[Exercise text Boundary: Start]

Flexitarians are people who mostly eat a plant based diet and occasionally eat animal products. A recent article in The National explores this trend in healthy eating:
In 2003, the American Dialect Association declared flexitarian its most useful word of the year, defining it as "a vegetarian who occasionally eats meat". Registered dietitian and the author of The Flexitarian Diet, Dawn Jackson Blatner, elaborates further: "Flexitarian is the combination of two words: flexible and vegetarian. This is an eating style for someone who wants to eat a mostly plant-based diet - and get the health benefits - without having to be 100 per cent strict with the rules. It's an eating philosophy that is pro-plants, not anti-meat."
It does make sense. When you commit to vegetarianism or go to the extreme of becoming a vegan, for ethical, environmental, or health reasons, it doesn't always work out in certain real life situations. Suppose there is a shortage of fresh fruit, vegetables, mushrooms, and no whole grains or pulses.....would you then eat pasta, pizza, pies, cakes, just because they don't contain animal products? If you do that then you'll turn into a FAT vegetarian because these things are all made from refined flour.

[Exercise text Boundary: End]
[Material provided Boundary: Start]

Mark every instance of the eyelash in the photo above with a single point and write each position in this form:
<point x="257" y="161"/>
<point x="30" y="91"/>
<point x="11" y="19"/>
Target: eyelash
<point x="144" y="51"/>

[Material provided Boundary: End]

= Requirement 1 =
In the flexitarian text above, which organization declared "flexitarian" its most useful word of the year in 2003?
= Requirement 2 =
Please carry on the flexitarian text from where it stops, in the same voice.

= Expected answer 1 =
The American Dialect Association.

= Expected answer 2 =
At the other extreme are people who eat meat everyday. All the studies show that this habit is the leading cause of heart disease and hypertension, not to mention obesity. Such people would be leading a more healthy and happy life if they added more fresh fruit, veggies, and whole grains to their diet. A Gallup survey on the eating habits of British people in 1988 revealed that only 5.5 per cent of the population avoided red meat. Twenty years later the number of people reducing the amount of meat they eat, rose to as much as 45 per cent!
Over in the United States, data from the USDA shows that Americans will consume 12.2 per cent less meat and poultry in 2012 that they did in 2007. This rising movement of flexitarians includes people who are including more healthy eating options into their daily diet. It creates a middle ground where the obvious health benefits of plant-based diets can marry the practical necessity of sometimes eating animal products. Reducing the amount of meat, and not cutting it out altogether, does reduce the burden on the environment and the cruelty inflicted on animals.